• What you have to do: Repeat, exactly and in full, the lines of the listing below, but without any pictures.

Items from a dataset
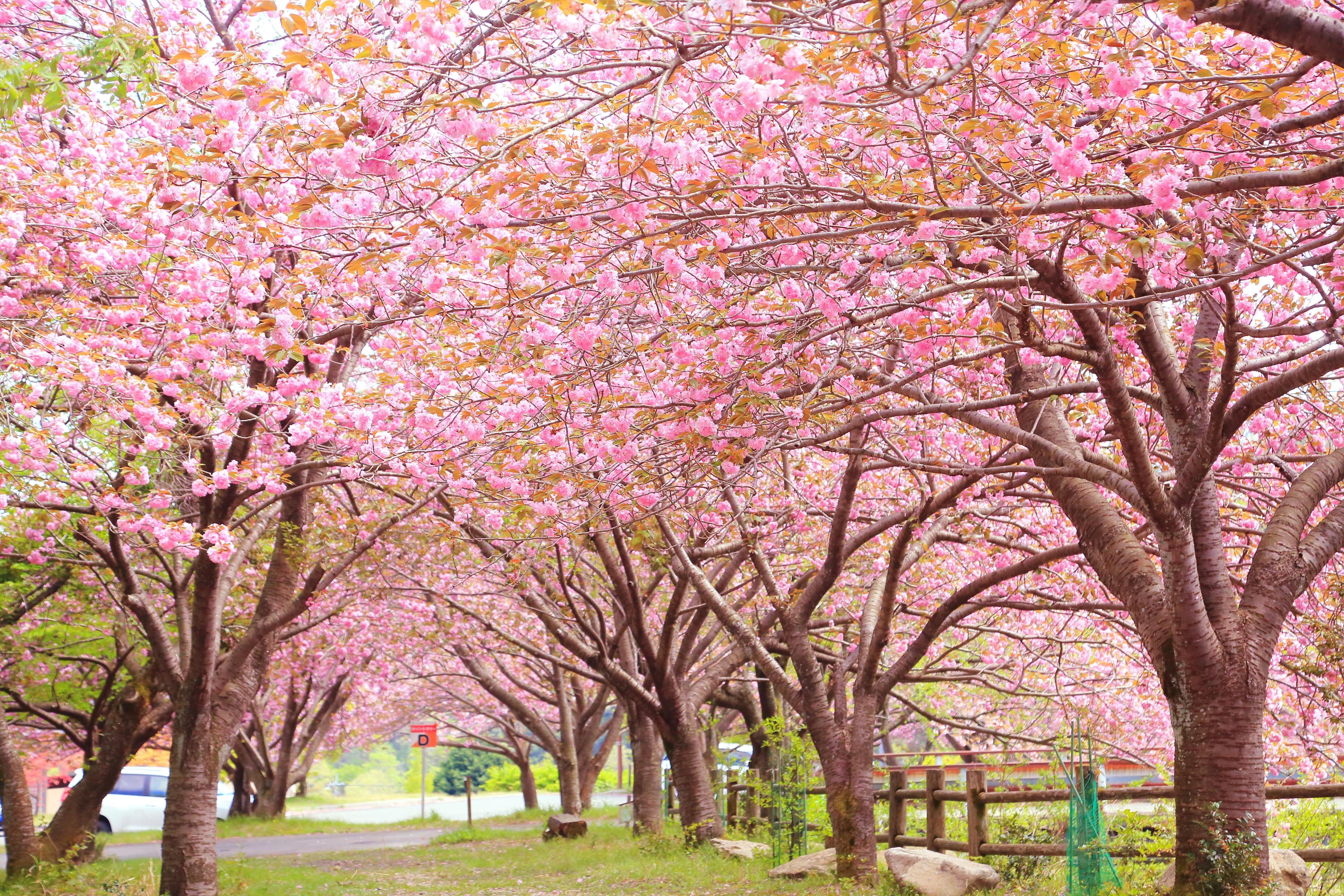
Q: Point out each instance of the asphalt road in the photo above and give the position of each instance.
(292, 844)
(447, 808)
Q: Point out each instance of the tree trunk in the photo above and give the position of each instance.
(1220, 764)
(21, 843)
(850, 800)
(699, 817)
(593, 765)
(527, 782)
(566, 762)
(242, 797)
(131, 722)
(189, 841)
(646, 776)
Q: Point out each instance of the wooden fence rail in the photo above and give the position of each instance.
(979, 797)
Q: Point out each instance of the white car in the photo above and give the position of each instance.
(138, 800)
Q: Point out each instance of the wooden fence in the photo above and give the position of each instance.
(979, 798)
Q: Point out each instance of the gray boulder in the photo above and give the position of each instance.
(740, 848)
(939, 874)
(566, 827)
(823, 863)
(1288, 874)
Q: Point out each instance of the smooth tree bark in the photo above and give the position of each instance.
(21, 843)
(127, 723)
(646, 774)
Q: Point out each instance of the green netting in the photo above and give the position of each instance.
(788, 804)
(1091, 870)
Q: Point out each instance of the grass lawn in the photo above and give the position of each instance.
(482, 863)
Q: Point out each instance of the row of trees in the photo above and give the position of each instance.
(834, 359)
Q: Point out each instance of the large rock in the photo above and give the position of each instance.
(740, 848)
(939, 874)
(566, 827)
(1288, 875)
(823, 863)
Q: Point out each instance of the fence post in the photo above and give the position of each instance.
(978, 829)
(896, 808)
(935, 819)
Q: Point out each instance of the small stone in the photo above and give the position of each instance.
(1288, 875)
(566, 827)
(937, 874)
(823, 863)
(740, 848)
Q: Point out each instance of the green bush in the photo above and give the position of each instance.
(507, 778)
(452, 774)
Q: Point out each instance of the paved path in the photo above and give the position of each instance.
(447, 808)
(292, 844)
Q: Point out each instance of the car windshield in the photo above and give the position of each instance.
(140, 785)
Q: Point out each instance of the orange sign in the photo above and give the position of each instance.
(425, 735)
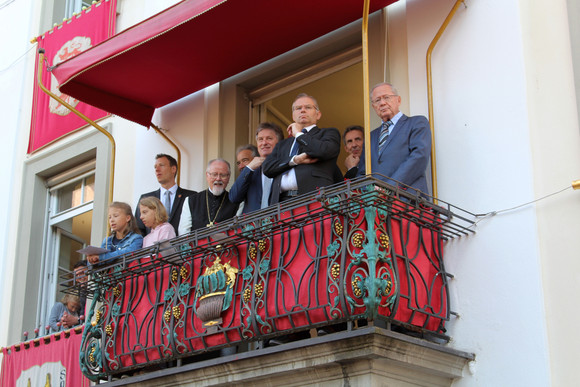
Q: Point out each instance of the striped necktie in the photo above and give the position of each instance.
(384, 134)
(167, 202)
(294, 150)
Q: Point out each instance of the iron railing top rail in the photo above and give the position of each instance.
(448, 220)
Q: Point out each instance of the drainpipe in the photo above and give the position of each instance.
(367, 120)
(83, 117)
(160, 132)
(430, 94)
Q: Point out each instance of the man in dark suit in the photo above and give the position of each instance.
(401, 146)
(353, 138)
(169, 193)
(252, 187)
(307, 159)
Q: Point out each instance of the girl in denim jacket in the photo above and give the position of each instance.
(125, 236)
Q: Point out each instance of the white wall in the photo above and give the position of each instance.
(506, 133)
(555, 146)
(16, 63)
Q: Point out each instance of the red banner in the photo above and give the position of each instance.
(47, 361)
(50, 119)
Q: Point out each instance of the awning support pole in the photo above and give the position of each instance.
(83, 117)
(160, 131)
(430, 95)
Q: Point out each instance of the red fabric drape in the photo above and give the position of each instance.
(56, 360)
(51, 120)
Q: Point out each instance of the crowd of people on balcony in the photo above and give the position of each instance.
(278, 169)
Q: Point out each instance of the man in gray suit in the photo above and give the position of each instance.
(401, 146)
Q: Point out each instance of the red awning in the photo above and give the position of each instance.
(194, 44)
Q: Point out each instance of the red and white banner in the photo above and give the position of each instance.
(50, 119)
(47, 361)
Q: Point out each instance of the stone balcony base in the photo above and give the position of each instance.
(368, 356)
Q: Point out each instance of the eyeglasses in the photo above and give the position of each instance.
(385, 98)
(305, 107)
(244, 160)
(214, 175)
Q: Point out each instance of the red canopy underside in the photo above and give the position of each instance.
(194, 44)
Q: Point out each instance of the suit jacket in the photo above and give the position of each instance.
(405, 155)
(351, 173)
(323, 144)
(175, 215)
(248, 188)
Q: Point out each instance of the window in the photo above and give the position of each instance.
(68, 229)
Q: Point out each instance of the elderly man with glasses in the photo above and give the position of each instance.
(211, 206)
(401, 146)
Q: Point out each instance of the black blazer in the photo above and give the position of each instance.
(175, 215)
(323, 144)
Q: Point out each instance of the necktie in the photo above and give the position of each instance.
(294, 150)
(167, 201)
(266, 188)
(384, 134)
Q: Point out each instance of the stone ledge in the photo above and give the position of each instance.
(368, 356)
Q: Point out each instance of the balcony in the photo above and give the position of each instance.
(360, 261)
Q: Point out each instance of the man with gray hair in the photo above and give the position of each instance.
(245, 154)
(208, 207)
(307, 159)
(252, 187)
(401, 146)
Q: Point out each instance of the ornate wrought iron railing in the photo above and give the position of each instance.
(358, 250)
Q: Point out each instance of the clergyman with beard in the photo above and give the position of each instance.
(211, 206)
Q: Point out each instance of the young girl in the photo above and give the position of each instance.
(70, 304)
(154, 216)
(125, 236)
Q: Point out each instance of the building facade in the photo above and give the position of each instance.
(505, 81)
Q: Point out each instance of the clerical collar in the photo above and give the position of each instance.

• Solution for this exercise:
Q: Point out each instance of the asphalt road in the photo above and give the position of each instance.
(292, 844)
(447, 808)
Q: Point out each instance of the tree trunk in the photo above and give the position of each instance.
(1220, 764)
(21, 843)
(850, 800)
(699, 817)
(593, 765)
(527, 782)
(566, 762)
(242, 797)
(131, 722)
(189, 841)
(646, 776)
Q: Point out each instance of the wooden fence rail in the photo above and give the position of each instance.
(979, 797)
Q: Point out each instance of the white car in the photo above and give the position of each instance.
(138, 800)
Q: Point out each instance of the wooden fence in the photo above and give the position of each instance.
(979, 798)
Q: Point out each instance of the gray boulder in the photo above and give the position of each instance.
(740, 848)
(939, 874)
(566, 827)
(823, 863)
(1288, 874)
Q: Point out each instance of the smooth tree bark in the photo above and give the position of each instance.
(21, 843)
(127, 723)
(646, 774)
Q: Point out each instance of the green netting in the photo above and give the position of each instance.
(788, 804)
(1091, 870)
Q: Point out each instance of the grass lawn in the photo above and give the position of each instance.
(482, 863)
Q: Point out each instance of the row of trees in the photo above and give the position of each instance.
(834, 359)
Q: Point out each instance of the large rock in the photo above and give the position of each instance.
(740, 848)
(939, 874)
(566, 827)
(1288, 875)
(823, 863)
Q: Point out each instance of the fence post in the photo above and give the position of each instance.
(978, 829)
(896, 808)
(935, 819)
Q: Point out each instance of the small stone in the photo above and give the position of each instance.
(1288, 875)
(566, 827)
(937, 874)
(823, 863)
(740, 848)
Q: Point out each instance of the green bush in the photo above and give the position of each instance.
(507, 778)
(452, 774)
Q: Point out each instance of the paved path in the photo above and give the position of each instance.
(447, 808)
(292, 844)
Q: Point out each instance of the car windshield in the photo above and give the position of each instance.
(140, 785)
Q: Point out each instance of the orange sign in the photo above and give the position of each instance.
(425, 735)
Q: Point out each instance of the striped necktie in the photo above and give the position of each instance.
(384, 134)
(167, 202)
(294, 150)
Q: Point out each instance of the iron railing top rail in the photo above and give the position of each instance.
(448, 220)
Q: Point out each instance of the drainpipe in the photo above and give the position of each instance.
(367, 120)
(83, 117)
(160, 132)
(430, 94)
Q: Point out each instance of the man in dark suit in the photo above and give the position of each instance.
(401, 146)
(353, 138)
(169, 193)
(252, 187)
(307, 159)
Q: Point out each instance of the girl in denim jacket in the photo above and give the position of each instance.
(125, 236)
Q: Point out each instance of the white wall in the photo above and give the position of each instance.
(506, 133)
(555, 146)
(16, 63)
Q: Point out each instance of the red banner in the photo above and give the position of each instance.
(47, 361)
(50, 119)
Q: Point out each instance of the awning support pole in the photo above and give the position of each instance.
(83, 117)
(160, 131)
(430, 95)
Q: Point out each instance of the red fabric drape in the photo above and give the position of each instance.
(56, 360)
(51, 120)
Q: Point out each instance of the crowd of people on balcony in the photo above and give the position of each instance.
(278, 169)
Q: Point out each instance of the man in gray suit in the photo above and give the position of each instance.
(401, 146)
Q: Point out each instance of the red awning in the photo above and give the position of each instance.
(194, 44)
Q: Point out each instance of the red and white banner in the photo above and give the position of each instance.
(50, 119)
(47, 361)
Q: Point out each instance of the stone balcony base in the photo above and give the position of each instance.
(368, 356)
Q: Point out each instance of the eyeglasses in the photo above and give the position of each instance.
(385, 98)
(305, 107)
(244, 160)
(214, 175)
Q: Point out each instance of the red canopy underside in the photo above and give the position of each instance.
(194, 44)
Q: Point out each instance of the suit jacket in the photo above and give the position of each instance.
(405, 155)
(351, 173)
(323, 144)
(175, 215)
(248, 188)
Q: Point out each instance of the window in the photo above and give the position of each instance.
(68, 229)
Q: Point out each instance of the elderly man with glasses in the photo above and give the position of each instance.
(211, 206)
(401, 146)
Q: Point out each instance of the black blazer in the photo above and give the position of each instance.
(175, 215)
(323, 144)
Q: Point out each instance of the necktie in the photo above and give the position of each instance.
(294, 150)
(167, 201)
(266, 188)
(384, 134)
Q: Point out each instance of the stone ledge in the photo above and give the position of each instance.
(368, 356)
Q: Point out each instance of the balcony in the photo above and give the position of each instance.
(360, 261)
Q: Point out each instance of the man with gray hair in the photo above and give the position of each instance.
(245, 154)
(208, 207)
(307, 159)
(252, 187)
(401, 146)
Q: Point out each instance of the ornate wrought iron railing in the photo above and give the position of each instance.
(358, 250)
Q: Point out each instance of the clergyman with beard in the photo above and give the position of each instance.
(211, 206)
Q: Point out each instance of the young girl in the photo above and give the position of each instance.
(70, 304)
(154, 216)
(125, 236)
Q: Point out each instance of the building facade in the photo above and give the position of each instance.
(505, 81)
Q: Point out each instance of the clerical collar in the photo above and give the position of each instance.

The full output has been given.